§ INSTRUCTIONS TO FOLLOW:
Pictures do not belong in the copy; transcribe everything else in the records exactly.

(Stored items)

——————

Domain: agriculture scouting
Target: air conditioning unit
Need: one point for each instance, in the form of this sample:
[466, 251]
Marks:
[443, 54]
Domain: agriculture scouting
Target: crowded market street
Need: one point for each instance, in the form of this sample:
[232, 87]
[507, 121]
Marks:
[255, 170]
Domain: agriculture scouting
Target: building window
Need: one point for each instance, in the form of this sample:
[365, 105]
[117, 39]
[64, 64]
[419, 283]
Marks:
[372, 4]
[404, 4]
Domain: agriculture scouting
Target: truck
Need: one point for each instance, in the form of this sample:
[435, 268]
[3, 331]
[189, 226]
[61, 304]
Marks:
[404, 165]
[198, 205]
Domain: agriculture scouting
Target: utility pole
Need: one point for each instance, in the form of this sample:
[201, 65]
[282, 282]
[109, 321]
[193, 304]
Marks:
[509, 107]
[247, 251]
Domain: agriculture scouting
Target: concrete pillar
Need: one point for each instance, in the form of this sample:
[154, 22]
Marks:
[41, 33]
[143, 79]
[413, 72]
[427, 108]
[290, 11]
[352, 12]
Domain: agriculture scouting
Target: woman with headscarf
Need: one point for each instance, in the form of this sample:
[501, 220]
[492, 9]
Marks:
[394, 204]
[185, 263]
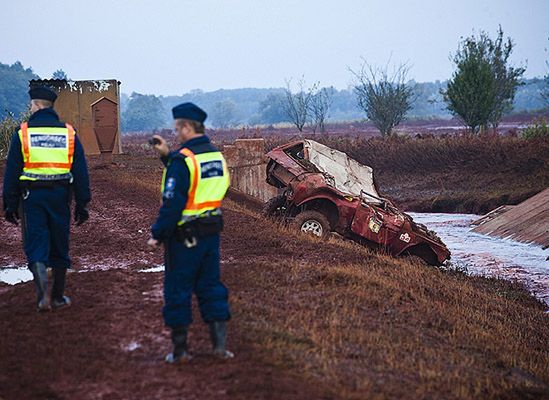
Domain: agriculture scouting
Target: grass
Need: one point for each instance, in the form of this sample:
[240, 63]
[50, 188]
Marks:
[373, 325]
[369, 325]
[472, 174]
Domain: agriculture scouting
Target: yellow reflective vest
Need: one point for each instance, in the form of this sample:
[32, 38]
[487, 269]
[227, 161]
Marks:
[209, 182]
[47, 152]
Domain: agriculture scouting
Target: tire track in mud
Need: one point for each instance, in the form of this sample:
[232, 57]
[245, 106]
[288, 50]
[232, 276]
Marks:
[111, 342]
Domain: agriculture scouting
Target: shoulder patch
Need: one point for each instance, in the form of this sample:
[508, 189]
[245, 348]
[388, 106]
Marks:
[211, 169]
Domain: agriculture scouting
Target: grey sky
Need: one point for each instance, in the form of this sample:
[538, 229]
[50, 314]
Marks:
[170, 47]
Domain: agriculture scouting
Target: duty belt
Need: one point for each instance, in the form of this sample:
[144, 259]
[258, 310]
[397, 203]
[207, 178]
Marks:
[58, 177]
[210, 213]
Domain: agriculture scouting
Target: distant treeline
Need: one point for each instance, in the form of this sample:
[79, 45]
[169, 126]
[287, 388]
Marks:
[251, 106]
[248, 106]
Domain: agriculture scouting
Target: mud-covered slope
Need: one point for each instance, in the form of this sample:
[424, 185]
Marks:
[310, 320]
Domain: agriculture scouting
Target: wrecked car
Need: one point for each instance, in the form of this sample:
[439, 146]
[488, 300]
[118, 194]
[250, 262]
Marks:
[322, 191]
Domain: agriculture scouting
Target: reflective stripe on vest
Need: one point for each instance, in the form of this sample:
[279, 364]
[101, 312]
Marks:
[209, 181]
[46, 151]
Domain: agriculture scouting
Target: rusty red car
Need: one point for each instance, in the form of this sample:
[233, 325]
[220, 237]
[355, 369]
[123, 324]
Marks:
[323, 191]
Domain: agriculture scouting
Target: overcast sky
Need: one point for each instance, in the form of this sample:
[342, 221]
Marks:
[173, 46]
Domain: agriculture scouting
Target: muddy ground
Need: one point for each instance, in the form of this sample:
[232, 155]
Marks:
[310, 320]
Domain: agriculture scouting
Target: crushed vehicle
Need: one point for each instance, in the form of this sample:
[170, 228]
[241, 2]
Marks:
[323, 190]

——————

§ SOLUTION:
Domain: agriculture scouting
Target: air conditioning unit
Need: one point for each instance, in the form of this sample:
[466, 251]
Marks:
[443, 54]
Domain: agriculture scouting
Target: crowded market street
Need: one point for each instance, in the form of this sample:
[232, 87]
[507, 121]
Marks:
[255, 170]
Domain: agriculture scouting
Target: building window
Need: one point for each instance, in the form of this sample:
[365, 105]
[117, 39]
[64, 64]
[419, 283]
Marks:
[372, 4]
[404, 4]
Domain: agriculture scouting
Target: truck
Need: one point for each instance, in the form of this sample:
[435, 268]
[3, 331]
[189, 226]
[61, 304]
Marks:
[404, 165]
[198, 205]
Domain: agriculture scouting
Target: utility pole
Need: one point for each instance, in the form of this sample:
[201, 65]
[282, 282]
[109, 321]
[193, 304]
Marks:
[509, 107]
[247, 251]
Domain: agriculture scouting
Target: concrete pillar
Need: one point for each instance, in the form of this sample:
[154, 22]
Marks:
[41, 33]
[143, 79]
[413, 72]
[427, 108]
[290, 11]
[352, 12]
Domain: agriculture scouting
Target: woman with headscarf
Need: one point for each instance, in the form of this sample:
[501, 220]
[492, 9]
Marks:
[394, 204]
[185, 263]
Domain: agriculture scouting
Target: grass
Need: one point for each instance, in the form of this sample:
[240, 63]
[50, 188]
Marks:
[373, 325]
[369, 325]
[472, 174]
Domain: agriculture scouting
Target: yellow reflective vest
Need: one point for each instance, in the form of this sample:
[32, 38]
[487, 269]
[227, 161]
Marks:
[209, 182]
[47, 152]
Domain: agriculture scouting
Target: tire track in mud
Need: one point for each instance, in the form of this sample:
[232, 57]
[245, 106]
[288, 50]
[232, 276]
Marks:
[111, 342]
Domain: agriculture scouting
Target: shoulder patch
Need: one point for each instance, in the form of this sample:
[508, 189]
[245, 348]
[388, 106]
Marks:
[211, 169]
Domain: agriculture scouting
Target: grey sky
Need: one point for each instance, in the form of this sample:
[538, 229]
[50, 314]
Marks:
[170, 47]
Domain: agriculture scouting
Target: duty belt
Need: one point for each instance, in the form of this sample:
[144, 259]
[258, 310]
[397, 203]
[207, 178]
Marks:
[58, 177]
[210, 213]
Domain: agriculture scouting
Target: distant treeline
Need: one point for each instance, in the form of this sample:
[79, 45]
[169, 126]
[287, 388]
Marks:
[251, 106]
[248, 106]
Domain: agriculture scouting
Target: mud-covered slope
Need: one point for each instance, in the form of this sample:
[424, 185]
Marks:
[310, 320]
Domain: agriculture scouting
Target: wrecked car
Need: one point for each instance, in the form of this sample:
[439, 146]
[488, 300]
[118, 194]
[250, 262]
Marks:
[322, 191]
Domain: agriculture scouting
Target: reflective stripe on vest
Need: one point for each instance, in the form of this sample:
[279, 364]
[101, 312]
Marks:
[209, 181]
[46, 151]
Domain: agriculture scouting
Target: rusty red car
Need: one point for each instance, in the form of this sample:
[233, 325]
[220, 237]
[355, 369]
[123, 324]
Marks:
[323, 191]
Domain: agriculture scouting
Target: overcast sky
Need: one point for each instance, in the form of this sample:
[342, 221]
Marks:
[173, 46]
Domain: agriculture scouting
Target: muddy ground
Need: one point for each instance, in the form of this sample:
[232, 155]
Marks:
[310, 320]
Domain: agriculture scouting
Target: crushed vehicle
Need: one point for each instance, in the form of this sample:
[170, 228]
[241, 2]
Marks:
[323, 190]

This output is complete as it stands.